Work instructions
Repeat, character for character, the part of the entries below that opens with the line containing "Placement rule: one point per instance of the black scooter, set" and closes with the line containing "column 784, row 890", including both of those lines.

──────── Records for this task

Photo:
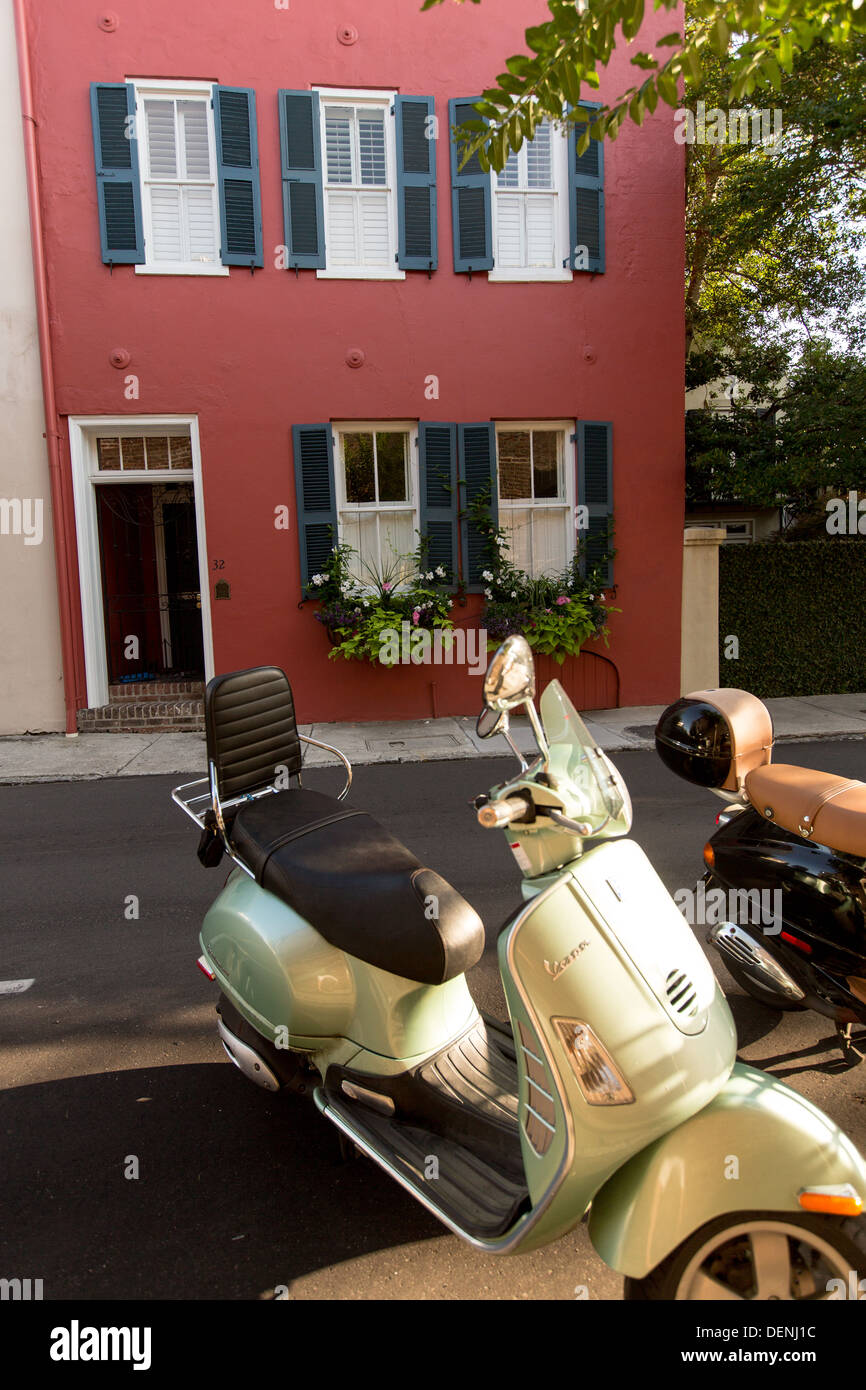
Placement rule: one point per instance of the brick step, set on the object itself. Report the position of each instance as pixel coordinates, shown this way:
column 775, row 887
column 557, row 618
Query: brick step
column 148, row 691
column 124, row 716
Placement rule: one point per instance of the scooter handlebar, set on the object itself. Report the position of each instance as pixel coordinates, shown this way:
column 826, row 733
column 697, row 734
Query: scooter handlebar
column 499, row 813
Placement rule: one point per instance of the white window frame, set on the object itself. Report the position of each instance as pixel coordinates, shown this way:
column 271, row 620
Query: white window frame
column 569, row 464
column 409, row 427
column 181, row 88
column 362, row 96
column 84, row 431
column 558, row 273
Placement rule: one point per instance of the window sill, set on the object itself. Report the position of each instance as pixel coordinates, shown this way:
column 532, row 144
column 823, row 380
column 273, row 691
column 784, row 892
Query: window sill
column 360, row 274
column 168, row 268
column 527, row 277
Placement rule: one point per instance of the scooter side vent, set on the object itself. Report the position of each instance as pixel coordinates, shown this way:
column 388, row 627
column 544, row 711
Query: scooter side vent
column 538, row 1112
column 681, row 994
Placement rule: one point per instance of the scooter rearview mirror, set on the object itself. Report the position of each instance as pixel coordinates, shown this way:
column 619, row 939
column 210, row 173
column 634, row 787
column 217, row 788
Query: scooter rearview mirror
column 510, row 677
column 491, row 722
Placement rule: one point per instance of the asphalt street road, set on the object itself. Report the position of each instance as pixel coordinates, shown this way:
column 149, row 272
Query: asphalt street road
column 113, row 1054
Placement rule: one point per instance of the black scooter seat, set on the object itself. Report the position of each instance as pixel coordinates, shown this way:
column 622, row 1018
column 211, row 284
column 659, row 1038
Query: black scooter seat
column 362, row 890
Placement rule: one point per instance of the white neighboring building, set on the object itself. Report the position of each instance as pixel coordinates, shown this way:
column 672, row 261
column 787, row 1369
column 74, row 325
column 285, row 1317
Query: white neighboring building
column 31, row 669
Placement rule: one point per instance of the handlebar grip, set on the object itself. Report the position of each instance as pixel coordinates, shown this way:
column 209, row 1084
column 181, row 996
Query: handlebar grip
column 499, row 813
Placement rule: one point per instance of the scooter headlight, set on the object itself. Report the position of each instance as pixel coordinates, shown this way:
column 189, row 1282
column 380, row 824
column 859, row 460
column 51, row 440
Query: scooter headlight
column 598, row 1076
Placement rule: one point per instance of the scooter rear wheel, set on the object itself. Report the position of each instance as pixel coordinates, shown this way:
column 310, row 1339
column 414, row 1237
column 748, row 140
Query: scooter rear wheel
column 751, row 987
column 762, row 1255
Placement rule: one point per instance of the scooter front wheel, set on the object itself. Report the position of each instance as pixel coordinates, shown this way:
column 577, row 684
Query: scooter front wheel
column 772, row 1001
column 762, row 1255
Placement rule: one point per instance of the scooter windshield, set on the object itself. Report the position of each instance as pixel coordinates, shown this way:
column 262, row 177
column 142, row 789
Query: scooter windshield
column 574, row 759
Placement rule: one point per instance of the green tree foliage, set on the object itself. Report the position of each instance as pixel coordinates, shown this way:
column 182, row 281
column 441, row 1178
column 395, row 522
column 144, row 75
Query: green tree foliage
column 774, row 231
column 793, row 442
column 567, row 52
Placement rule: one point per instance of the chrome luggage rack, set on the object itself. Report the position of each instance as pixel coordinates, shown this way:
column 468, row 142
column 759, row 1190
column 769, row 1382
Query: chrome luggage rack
column 199, row 797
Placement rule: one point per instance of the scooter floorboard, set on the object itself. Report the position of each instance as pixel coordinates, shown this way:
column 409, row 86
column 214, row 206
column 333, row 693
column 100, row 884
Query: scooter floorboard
column 478, row 1189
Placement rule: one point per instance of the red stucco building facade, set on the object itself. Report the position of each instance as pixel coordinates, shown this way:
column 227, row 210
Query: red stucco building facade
column 341, row 305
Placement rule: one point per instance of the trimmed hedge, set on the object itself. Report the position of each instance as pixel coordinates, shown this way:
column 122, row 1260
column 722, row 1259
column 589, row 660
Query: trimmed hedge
column 798, row 609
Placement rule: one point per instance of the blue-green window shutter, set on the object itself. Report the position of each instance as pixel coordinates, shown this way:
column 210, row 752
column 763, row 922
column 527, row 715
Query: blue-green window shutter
column 587, row 199
column 117, row 173
column 302, row 188
column 477, row 460
column 595, row 491
column 470, row 198
column 238, row 175
column 316, row 499
column 416, row 182
column 438, row 489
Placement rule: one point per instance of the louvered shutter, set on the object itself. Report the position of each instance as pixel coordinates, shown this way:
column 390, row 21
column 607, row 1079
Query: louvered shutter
column 416, row 182
column 438, row 488
column 117, row 173
column 587, row 199
column 302, row 193
column 316, row 499
column 238, row 175
column 470, row 199
column 477, row 455
column 595, row 491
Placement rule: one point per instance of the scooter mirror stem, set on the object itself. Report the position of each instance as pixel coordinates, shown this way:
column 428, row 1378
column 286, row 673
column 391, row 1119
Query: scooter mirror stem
column 538, row 730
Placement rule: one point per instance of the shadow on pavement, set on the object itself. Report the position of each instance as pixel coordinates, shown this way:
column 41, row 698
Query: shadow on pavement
column 238, row 1190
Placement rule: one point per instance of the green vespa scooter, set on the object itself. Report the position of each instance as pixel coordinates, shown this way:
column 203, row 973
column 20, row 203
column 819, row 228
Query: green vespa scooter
column 613, row 1089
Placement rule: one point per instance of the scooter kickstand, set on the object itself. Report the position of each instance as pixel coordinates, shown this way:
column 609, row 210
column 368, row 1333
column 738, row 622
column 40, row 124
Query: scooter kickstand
column 851, row 1052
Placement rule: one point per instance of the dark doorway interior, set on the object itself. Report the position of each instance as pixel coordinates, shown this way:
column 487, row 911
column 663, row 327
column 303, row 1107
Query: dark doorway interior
column 150, row 581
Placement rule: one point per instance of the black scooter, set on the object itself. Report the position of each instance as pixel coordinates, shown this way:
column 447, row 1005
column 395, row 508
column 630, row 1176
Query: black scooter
column 784, row 890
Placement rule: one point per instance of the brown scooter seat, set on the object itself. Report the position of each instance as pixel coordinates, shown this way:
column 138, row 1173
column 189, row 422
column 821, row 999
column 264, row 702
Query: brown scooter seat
column 816, row 805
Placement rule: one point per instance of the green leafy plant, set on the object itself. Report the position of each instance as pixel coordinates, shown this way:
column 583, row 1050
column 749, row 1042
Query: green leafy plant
column 567, row 50
column 555, row 613
column 360, row 616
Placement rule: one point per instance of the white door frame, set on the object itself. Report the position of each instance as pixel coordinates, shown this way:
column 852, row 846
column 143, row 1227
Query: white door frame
column 85, row 477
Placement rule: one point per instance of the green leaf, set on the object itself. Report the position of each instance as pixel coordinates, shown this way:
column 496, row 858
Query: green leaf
column 692, row 61
column 510, row 84
column 719, row 36
column 667, row 88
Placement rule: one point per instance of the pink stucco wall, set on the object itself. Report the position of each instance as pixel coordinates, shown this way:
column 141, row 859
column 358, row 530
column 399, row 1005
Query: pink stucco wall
column 252, row 355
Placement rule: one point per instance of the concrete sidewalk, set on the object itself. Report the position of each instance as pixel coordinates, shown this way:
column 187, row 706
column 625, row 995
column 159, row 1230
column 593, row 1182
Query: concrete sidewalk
column 57, row 758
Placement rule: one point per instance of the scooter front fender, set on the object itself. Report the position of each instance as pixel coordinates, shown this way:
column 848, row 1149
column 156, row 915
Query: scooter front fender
column 755, row 1147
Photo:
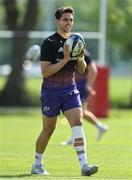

────────────────

Solved problem
Placement rule: one point per instance of the black scooter, set on the object itself. Report the position of each instance as pixel coordinates, shown this way:
column 447, row 1005
column 395, row 508
column 630, row 1176
Query: black scooter
column 784, row 890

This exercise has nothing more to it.